Direction
Rewrite the lines starting at the one containing "Where can the bus destination" and ending at the one containing "column 698, row 354", replacing "white coach bus" with "white motor coach" and leaving everything else unchanged.

Items contained in a dataset:

● ● ● ●

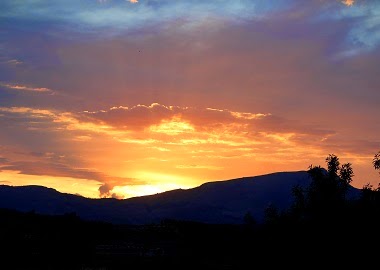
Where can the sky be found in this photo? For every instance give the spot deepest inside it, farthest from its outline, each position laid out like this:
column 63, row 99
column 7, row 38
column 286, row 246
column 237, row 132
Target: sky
column 116, row 98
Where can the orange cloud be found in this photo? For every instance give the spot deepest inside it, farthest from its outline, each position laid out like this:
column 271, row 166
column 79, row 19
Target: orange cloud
column 131, row 151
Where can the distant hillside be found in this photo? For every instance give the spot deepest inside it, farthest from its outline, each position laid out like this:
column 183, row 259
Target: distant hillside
column 213, row 202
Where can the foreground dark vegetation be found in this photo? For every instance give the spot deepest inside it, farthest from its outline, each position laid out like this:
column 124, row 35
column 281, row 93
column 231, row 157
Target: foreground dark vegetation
column 322, row 228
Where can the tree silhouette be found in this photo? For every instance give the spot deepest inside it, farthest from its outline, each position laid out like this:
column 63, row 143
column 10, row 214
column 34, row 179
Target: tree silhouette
column 376, row 161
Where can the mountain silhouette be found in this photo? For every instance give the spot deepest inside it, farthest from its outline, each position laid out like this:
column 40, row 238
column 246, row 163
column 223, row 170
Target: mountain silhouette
column 219, row 202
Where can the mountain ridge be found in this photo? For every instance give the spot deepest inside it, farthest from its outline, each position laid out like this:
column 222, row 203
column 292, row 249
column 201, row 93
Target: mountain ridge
column 225, row 201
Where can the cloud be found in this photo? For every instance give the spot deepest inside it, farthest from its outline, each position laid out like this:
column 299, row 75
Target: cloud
column 18, row 87
column 348, row 2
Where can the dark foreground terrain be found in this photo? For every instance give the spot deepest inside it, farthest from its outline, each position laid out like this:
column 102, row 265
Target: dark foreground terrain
column 31, row 241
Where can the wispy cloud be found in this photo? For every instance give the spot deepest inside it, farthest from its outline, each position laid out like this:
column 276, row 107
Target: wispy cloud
column 19, row 87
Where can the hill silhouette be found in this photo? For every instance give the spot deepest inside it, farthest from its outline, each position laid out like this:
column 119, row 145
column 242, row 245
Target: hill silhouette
column 220, row 202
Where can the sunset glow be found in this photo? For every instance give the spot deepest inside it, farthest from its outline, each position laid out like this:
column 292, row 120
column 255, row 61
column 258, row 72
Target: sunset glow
column 129, row 98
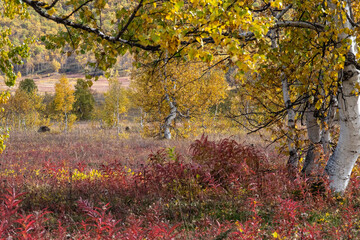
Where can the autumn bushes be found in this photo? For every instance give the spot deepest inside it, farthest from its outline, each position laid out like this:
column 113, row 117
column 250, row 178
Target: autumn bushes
column 214, row 188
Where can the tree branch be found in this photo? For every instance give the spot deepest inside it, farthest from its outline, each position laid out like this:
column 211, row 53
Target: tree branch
column 130, row 20
column 77, row 9
column 300, row 24
column 52, row 5
column 36, row 6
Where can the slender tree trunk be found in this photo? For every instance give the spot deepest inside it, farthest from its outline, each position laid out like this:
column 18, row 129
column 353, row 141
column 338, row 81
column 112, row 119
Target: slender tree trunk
column 66, row 120
column 328, row 123
column 293, row 155
column 172, row 104
column 314, row 135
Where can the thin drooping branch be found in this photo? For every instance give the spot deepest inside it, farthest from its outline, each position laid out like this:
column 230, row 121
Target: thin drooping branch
column 300, row 24
column 77, row 9
column 247, row 36
column 47, row 6
column 36, row 6
column 130, row 20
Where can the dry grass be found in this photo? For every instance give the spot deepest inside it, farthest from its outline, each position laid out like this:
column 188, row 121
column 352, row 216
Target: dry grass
column 46, row 83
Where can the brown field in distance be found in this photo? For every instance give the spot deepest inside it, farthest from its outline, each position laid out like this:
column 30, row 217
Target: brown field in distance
column 46, row 83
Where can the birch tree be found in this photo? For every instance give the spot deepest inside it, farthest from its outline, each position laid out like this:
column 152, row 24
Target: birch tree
column 116, row 104
column 183, row 92
column 312, row 39
column 63, row 102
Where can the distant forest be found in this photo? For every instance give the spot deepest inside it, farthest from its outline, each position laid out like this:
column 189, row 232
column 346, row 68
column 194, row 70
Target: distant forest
column 45, row 61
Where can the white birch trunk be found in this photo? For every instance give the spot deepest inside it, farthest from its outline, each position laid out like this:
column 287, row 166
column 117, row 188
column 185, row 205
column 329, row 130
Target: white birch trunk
column 329, row 120
column 341, row 163
column 172, row 104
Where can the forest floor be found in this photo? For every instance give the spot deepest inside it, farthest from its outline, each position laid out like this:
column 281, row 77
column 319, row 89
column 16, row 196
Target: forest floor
column 92, row 184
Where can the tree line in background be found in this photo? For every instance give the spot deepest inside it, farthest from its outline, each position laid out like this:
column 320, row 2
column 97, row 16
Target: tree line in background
column 43, row 60
column 184, row 100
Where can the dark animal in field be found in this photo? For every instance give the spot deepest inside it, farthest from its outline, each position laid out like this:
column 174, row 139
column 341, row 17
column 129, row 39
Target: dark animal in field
column 44, row 129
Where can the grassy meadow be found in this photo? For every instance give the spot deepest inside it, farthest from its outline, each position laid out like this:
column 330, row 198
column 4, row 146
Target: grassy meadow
column 92, row 184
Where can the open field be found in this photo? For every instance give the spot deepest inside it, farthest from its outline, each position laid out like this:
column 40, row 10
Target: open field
column 90, row 184
column 46, row 83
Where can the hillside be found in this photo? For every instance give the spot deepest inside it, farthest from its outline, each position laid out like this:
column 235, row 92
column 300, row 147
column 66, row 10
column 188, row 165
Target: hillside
column 46, row 82
column 49, row 61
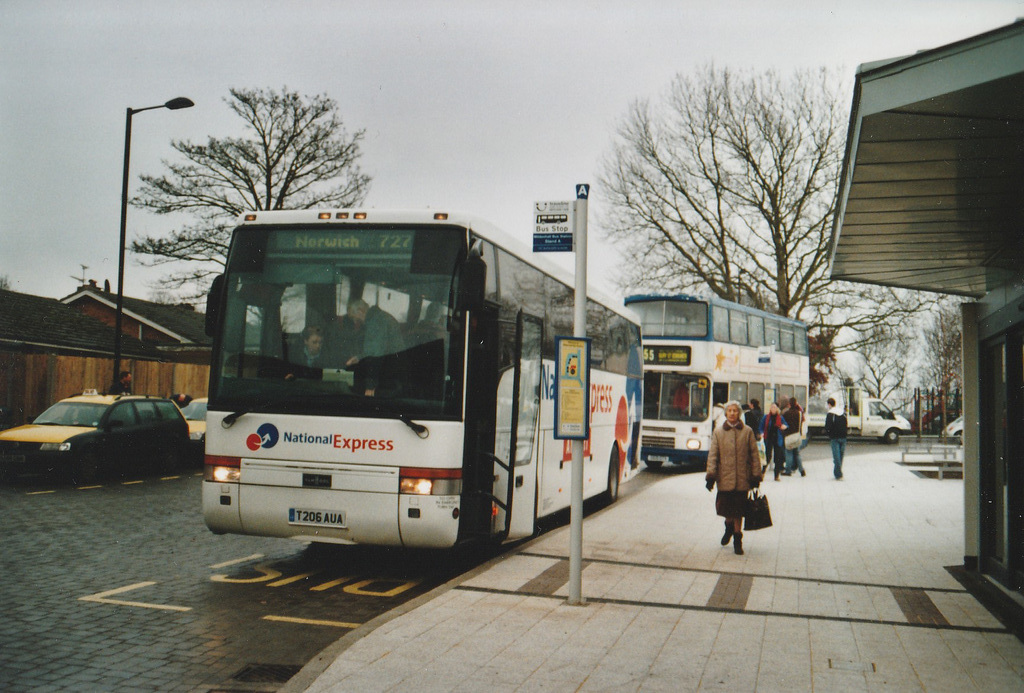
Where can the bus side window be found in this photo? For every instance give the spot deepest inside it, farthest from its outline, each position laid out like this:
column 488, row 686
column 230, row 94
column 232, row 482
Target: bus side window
column 737, row 391
column 757, row 391
column 720, row 393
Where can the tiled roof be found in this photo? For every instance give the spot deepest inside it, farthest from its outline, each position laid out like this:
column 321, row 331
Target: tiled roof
column 180, row 320
column 46, row 322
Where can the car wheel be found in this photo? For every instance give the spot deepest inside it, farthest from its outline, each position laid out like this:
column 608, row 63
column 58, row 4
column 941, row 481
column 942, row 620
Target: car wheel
column 86, row 469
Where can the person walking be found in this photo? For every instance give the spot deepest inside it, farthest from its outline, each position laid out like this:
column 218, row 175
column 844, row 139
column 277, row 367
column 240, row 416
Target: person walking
column 734, row 465
column 836, row 428
column 122, row 386
column 772, row 427
column 794, row 416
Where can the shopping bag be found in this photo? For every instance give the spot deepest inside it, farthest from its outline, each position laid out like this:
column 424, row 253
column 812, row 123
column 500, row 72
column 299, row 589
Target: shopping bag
column 757, row 515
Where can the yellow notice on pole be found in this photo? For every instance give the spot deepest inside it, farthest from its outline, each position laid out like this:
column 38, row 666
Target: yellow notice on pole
column 571, row 388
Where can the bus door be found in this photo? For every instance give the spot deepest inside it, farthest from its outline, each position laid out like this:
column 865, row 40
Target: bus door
column 515, row 437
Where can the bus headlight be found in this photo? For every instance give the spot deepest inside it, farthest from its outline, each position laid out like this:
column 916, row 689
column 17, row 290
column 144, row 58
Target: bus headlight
column 415, row 481
column 222, row 468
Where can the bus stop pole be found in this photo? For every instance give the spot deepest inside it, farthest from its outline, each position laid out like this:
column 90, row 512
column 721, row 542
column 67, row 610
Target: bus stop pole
column 579, row 330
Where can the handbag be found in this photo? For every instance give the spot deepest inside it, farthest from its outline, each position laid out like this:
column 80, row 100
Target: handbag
column 757, row 514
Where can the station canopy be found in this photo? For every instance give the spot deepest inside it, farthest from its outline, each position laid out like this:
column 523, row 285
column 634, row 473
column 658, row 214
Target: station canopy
column 932, row 190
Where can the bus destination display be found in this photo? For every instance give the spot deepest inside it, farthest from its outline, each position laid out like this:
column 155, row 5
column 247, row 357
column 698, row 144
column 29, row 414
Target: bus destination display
column 667, row 355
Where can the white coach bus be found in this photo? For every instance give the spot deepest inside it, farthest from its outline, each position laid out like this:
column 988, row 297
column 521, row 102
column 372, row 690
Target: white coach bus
column 386, row 378
column 698, row 354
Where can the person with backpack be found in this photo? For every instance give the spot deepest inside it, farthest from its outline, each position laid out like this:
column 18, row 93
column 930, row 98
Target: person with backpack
column 836, row 429
column 772, row 427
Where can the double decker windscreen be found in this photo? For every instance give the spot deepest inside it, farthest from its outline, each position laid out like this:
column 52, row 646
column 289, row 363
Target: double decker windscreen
column 341, row 319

● ● ● ●

Completed task
Where can the bus destination display be found in this photo? For every instance give the spot deepest inside it, farthest from its outline, each position laid out like this:
column 155, row 5
column 247, row 357
column 698, row 144
column 29, row 414
Target: bus destination display
column 667, row 355
Where can the white motor coach be found in this photo? For every instance give the spot deepest inside it, farthest from its outline, each position laid out like this:
column 988, row 297
column 521, row 102
column 372, row 690
Target: white motor coach
column 386, row 378
column 698, row 354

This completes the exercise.